"""

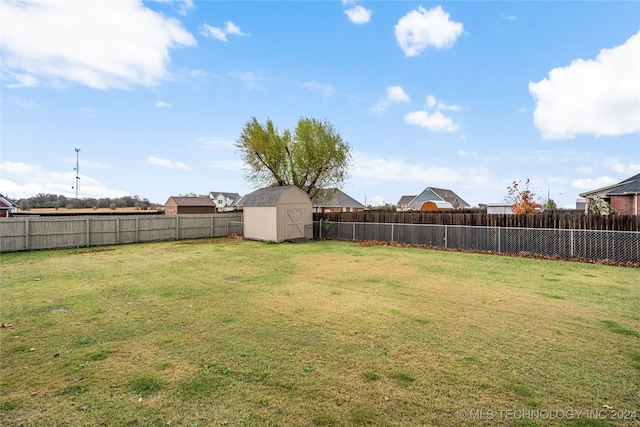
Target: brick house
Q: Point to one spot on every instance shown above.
(442, 196)
(623, 197)
(334, 200)
(189, 205)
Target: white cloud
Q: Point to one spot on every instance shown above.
(252, 80)
(221, 33)
(433, 102)
(394, 94)
(234, 165)
(21, 180)
(102, 45)
(434, 122)
(86, 163)
(216, 143)
(167, 163)
(598, 97)
(593, 184)
(381, 169)
(585, 169)
(397, 94)
(422, 28)
(466, 153)
(326, 89)
(358, 14)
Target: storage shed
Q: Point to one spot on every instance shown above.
(277, 214)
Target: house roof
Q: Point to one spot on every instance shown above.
(334, 197)
(191, 201)
(628, 186)
(267, 196)
(432, 193)
(405, 200)
(232, 196)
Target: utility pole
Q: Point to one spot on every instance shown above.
(77, 169)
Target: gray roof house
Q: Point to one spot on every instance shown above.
(7, 207)
(432, 194)
(277, 214)
(403, 203)
(622, 197)
(224, 201)
(335, 200)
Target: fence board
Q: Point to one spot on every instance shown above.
(574, 220)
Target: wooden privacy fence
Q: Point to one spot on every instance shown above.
(30, 233)
(551, 219)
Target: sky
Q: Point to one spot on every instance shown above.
(468, 95)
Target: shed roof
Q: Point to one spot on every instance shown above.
(267, 196)
(191, 201)
(6, 203)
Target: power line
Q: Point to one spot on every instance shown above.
(77, 169)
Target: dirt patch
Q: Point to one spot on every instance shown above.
(91, 251)
(218, 241)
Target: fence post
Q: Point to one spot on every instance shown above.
(571, 238)
(445, 236)
(26, 234)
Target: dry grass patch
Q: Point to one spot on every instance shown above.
(325, 333)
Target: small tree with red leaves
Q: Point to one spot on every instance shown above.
(522, 201)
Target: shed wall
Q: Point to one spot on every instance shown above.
(260, 223)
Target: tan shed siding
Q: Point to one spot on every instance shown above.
(260, 223)
(307, 215)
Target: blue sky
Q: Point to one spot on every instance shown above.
(466, 95)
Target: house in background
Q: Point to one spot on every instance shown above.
(177, 205)
(431, 194)
(403, 203)
(435, 205)
(7, 207)
(224, 202)
(335, 200)
(623, 196)
(499, 209)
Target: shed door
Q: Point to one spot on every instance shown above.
(294, 224)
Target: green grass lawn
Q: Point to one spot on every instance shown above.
(240, 333)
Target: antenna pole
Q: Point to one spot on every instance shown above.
(77, 169)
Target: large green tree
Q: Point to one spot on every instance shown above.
(313, 157)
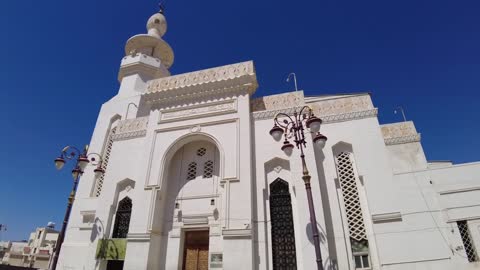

"""

▶ [Work instruction] Please transcribe only the lines in the records above running from the line that has "Target: small tree with red leaves" through the line that has "Target: blue sky", both included, exactly as they appear.

▶ [Result of this task]
Target: small tree with red leaves
Q: Point to one spot on every instance shown above.
(522, 201)
Target: shed wall
Q: Point to one spot on every instance shown above.
(260, 223)
Target: tan shed siding
Q: Point to one spot on every instance shown above.
(260, 223)
(307, 215)
Target: blue sky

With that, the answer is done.